§ PROMPT
Your response should consist of the entire listing, transcribed exactly, with every image left out.

_ _ _ _ _ _ _

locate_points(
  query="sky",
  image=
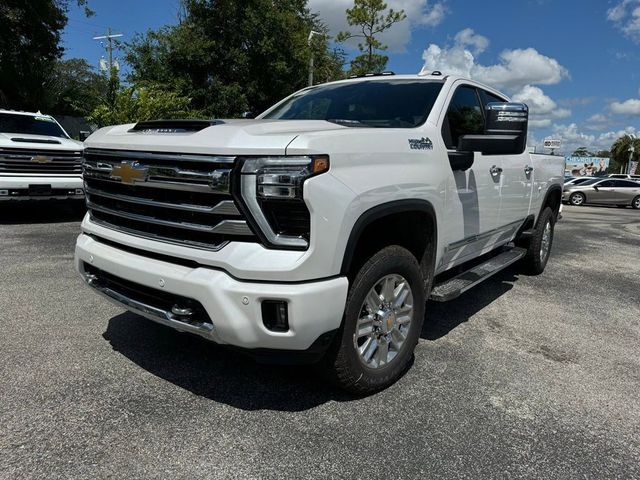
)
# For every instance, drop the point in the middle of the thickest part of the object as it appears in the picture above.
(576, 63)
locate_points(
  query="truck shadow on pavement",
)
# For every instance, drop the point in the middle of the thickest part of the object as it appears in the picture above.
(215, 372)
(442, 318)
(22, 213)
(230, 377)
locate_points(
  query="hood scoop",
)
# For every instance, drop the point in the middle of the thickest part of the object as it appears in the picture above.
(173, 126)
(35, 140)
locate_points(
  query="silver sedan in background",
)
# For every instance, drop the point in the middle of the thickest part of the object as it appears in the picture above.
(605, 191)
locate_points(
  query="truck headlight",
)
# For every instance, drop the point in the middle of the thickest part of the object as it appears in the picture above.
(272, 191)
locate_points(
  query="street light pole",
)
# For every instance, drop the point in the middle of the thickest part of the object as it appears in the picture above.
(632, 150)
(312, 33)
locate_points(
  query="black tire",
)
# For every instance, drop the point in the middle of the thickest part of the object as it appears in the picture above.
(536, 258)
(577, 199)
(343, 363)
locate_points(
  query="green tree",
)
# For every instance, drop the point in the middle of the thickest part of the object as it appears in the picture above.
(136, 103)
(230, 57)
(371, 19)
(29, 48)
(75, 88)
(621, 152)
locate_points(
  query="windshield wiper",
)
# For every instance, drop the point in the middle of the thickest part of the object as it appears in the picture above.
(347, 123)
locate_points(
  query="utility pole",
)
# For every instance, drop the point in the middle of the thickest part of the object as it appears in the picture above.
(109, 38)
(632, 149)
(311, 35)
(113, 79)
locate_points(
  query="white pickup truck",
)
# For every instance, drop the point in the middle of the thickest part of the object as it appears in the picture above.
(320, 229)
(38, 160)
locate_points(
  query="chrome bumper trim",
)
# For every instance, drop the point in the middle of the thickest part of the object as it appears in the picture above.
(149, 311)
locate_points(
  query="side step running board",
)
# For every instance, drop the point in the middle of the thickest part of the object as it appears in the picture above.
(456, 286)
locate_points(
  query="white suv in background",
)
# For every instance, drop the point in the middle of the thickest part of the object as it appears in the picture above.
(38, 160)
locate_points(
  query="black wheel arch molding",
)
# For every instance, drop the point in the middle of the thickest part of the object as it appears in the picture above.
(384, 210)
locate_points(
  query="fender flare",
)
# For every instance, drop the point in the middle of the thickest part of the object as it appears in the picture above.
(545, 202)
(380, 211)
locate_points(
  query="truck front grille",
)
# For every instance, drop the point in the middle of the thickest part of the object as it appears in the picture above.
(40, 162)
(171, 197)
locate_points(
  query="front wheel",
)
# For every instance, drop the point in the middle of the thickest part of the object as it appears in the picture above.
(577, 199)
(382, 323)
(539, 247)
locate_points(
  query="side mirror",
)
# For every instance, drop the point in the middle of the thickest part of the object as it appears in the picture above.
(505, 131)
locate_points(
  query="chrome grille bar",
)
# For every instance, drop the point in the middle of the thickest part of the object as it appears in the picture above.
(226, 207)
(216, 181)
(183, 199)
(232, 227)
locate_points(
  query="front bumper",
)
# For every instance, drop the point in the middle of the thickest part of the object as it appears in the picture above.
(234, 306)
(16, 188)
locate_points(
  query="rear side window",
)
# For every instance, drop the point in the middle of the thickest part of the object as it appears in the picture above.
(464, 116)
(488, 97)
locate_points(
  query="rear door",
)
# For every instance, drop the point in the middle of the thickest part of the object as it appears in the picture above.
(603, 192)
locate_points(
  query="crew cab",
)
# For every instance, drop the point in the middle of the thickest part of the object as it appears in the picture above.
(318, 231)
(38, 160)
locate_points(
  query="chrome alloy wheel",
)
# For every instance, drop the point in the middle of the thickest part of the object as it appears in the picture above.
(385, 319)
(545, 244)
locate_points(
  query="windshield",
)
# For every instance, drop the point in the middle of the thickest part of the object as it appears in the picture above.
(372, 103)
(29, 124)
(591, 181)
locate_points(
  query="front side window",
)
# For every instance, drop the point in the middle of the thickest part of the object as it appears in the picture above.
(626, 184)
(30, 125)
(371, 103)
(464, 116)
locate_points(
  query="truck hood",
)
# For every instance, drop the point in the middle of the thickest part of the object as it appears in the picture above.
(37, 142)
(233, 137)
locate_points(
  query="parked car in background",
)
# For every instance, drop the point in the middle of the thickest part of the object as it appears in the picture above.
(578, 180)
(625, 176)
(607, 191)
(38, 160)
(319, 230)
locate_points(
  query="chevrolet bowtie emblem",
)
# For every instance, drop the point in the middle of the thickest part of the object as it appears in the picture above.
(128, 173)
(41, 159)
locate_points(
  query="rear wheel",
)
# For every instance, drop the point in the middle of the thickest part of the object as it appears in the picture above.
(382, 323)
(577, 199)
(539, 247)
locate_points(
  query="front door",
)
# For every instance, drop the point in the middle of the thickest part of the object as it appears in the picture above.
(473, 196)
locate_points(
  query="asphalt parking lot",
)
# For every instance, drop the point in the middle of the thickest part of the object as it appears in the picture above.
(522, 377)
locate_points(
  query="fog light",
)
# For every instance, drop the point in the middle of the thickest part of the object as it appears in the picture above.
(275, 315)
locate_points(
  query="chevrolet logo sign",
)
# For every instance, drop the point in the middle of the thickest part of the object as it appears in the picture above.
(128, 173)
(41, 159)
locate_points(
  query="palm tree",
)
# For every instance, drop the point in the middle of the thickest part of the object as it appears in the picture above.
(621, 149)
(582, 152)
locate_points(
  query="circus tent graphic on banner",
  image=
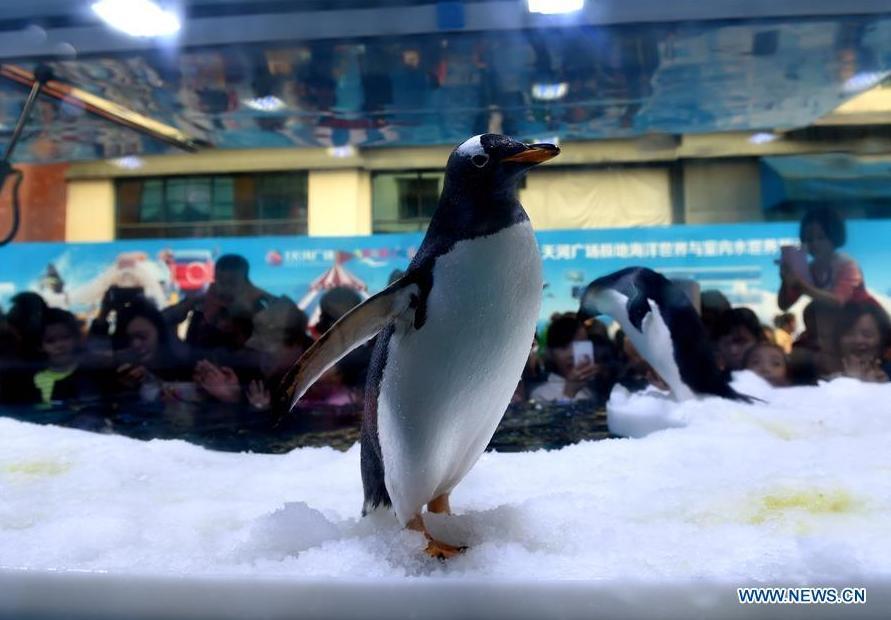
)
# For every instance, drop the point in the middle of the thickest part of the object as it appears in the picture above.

_ _ _ _ _ _ _

§ FINISHED TASK
locate_points(
  query="sky",
  image=
)
# For every instance, drop the point in the middle of the thickest part of the object as it appears in the picture above.
(576, 63)
locate_points(
  query="truck shadow on pavement",
)
# For every instance, drop the point in the middle of the thickest part of the object as it appears in the picture above.
(215, 372)
(442, 318)
(22, 213)
(230, 377)
locate_points(
  query="hood scoop",
)
# For every instance, drop the point in the middle of the thickest part of the object as it appears in the picture above.
(173, 126)
(35, 140)
locate_points(
  query="silver sedan in background",
)
# For every instance, drop the point in the middle of the thickest part of the object as it appears in the picture above.
(605, 191)
locate_points(
  query="truck headlight",
)
# For every instance, drop the point in the middle of the thickest part of the object as it appears in the picture above.
(272, 191)
locate_points(
  query="street light pole",
)
# For every instance, drop the point in the middle of the thickest part of the object as it appears in the picture above.
(632, 150)
(312, 33)
locate_points(
  query="black tire",
)
# For every instance, drop the point in the middle of the thickest part of the object as it appears in the picture above.
(536, 258)
(577, 199)
(343, 363)
locate_points(
  query="green tree",
)
# For every instance, drop the point in the middle of the thickest part of the object as it appears in the picture above.
(136, 103)
(230, 57)
(371, 19)
(29, 48)
(75, 88)
(621, 152)
locate_points(
  query="windshield wiper",
)
# For every instance, drop the point in the middle of the thickest part of the object as it appears in the picture above.
(347, 123)
locate_points(
  query="utility pole",
)
# For every instance, drop the point in the middle of the thickest part of the object as it appears in the picture above.
(109, 38)
(632, 149)
(311, 35)
(113, 79)
locate_points(
  query="white pickup truck",
)
# For every instance, drop the point in the middle of the thickest part of the object as it appears in the picture above.
(320, 229)
(38, 160)
locate_points(
  query="chrome bumper trim",
)
# For every instance, drop the point in the middle of the thickest part of the object as it appears in the picture above.
(149, 311)
locate_points(
  query="side step running board",
)
# For every instance, drop the point in the middle of the thickest part of the object as it appears in the picture above.
(456, 286)
locate_points(
  query="white suv in background",
)
# For every instance, drop the point in the middle of the thickest part of the object as it appears in the picture above.
(38, 160)
locate_points(
  query="black wheel arch molding",
)
# For every instance, drop the point in the middle of the thickest part of the object as it appears in the picture above.
(384, 210)
locate_points(
  query="fender flare",
)
# For every instance, drop the point in the middle of the thickest part of the object as it appears in the picture above.
(545, 202)
(380, 211)
locate_points(
  query="truck front grille",
)
# For every instance, drop the point in the middle of the thickest part of the object as it appears in the picture above.
(40, 162)
(171, 197)
locate_points(
  query="front wheel",
)
# For every instance, drop the point in the middle of the thickest part of the object as it appears in the picture above.
(577, 199)
(382, 323)
(539, 247)
locate_points(
  query="side mirror",
)
# For every instance, drop the point in the middle of the thickest part of the object as it appears in the picture above.
(505, 131)
locate_points(
  query="chrome grille bar",
)
# For every instance, drop the point in the middle of the thickest part of the object as it appears in the picture above.
(226, 207)
(216, 181)
(183, 199)
(232, 227)
locate_points(
  query="front bumper",
)
# For every instance, drop the point in the middle of the thickest part of the object as it appears in the picture above.
(234, 306)
(16, 188)
locate_points(
  query="rear side window",
)
# For every instance, drop the point in the middle of the thickest part of the object as it appears in the picture above.
(464, 116)
(488, 97)
locate_points(
  query="rear door",
)
# For every instance, drop the point in the middle of the thickest part of the object as it appears in the picture above.
(603, 192)
locate_points(
  query="crew cab",
)
# For every instance, drop the point in the middle of the thickest part of the object as it appears in the picture above.
(318, 231)
(38, 160)
locate_points(
  query="chrome alloy wheel",
)
# For every instance, drop the point in the middle of the thickest part of the object as it appears in the picture above.
(385, 319)
(545, 244)
locate_points(
  query="windshield",
)
# For every instance, drop the point in the middle of the thickest part of the object as it appears in the picture above.
(372, 103)
(29, 124)
(591, 181)
locate_points(
  query="front side window",
)
# For every instance, drop the point in the middle of the thickest part of the object as it appears in the picture above.
(626, 184)
(30, 125)
(371, 103)
(464, 116)
locate_points(
  query="truck hood",
)
# For every instance, drop the point in the middle of the thickest part of the object as it appears in the picture above.
(37, 142)
(233, 137)
locate_points(
  query="parked car in background",
)
# For every instance, drop the point in the middle of the thickest part of the object as it appears in the picture above.
(578, 180)
(625, 176)
(607, 191)
(38, 160)
(319, 230)
locate_points(
  query="chevrolet bowtie emblem",
)
# For every instance, drop the point in the middle of the thickest part of the object as it appears in the picture above.
(128, 173)
(41, 159)
locate_points(
  query="rear wheel",
)
# For every instance, drop the point in the middle of the thickest part of the object as it appears in the picture above.
(382, 323)
(577, 199)
(539, 247)
locate_points(
  query="front door",
)
# For every instance, drop the point in the middle of the thickest part of the object as it appears in the picture above.
(473, 196)
locate_points(
  query="asphalt parking lot",
)
# For every instance, drop the point in the middle of the thickest part of the object as it appears in the picture above.
(522, 377)
locate_points(
  query="fog light",
)
# For every instance, drop the point in the middle of the thickest part of the object as it appears in the picture above.
(275, 315)
locate_points(
  query="chevrolet logo sign",
)
# For every instance, drop the point in the middle of the thickest part of the object as it appears in the picture above.
(128, 173)
(41, 159)
locate_points(
  query="palm tree",
)
# For every instance, drop the point in the middle of the thickest part of the object as it appears in the picture above.
(621, 149)
(582, 152)
locate_points(
  query="circus tent graphic on banner",
  image=
)
# For every instance, drop the point in the middle of the thickest part of the object as it appears in the picture above.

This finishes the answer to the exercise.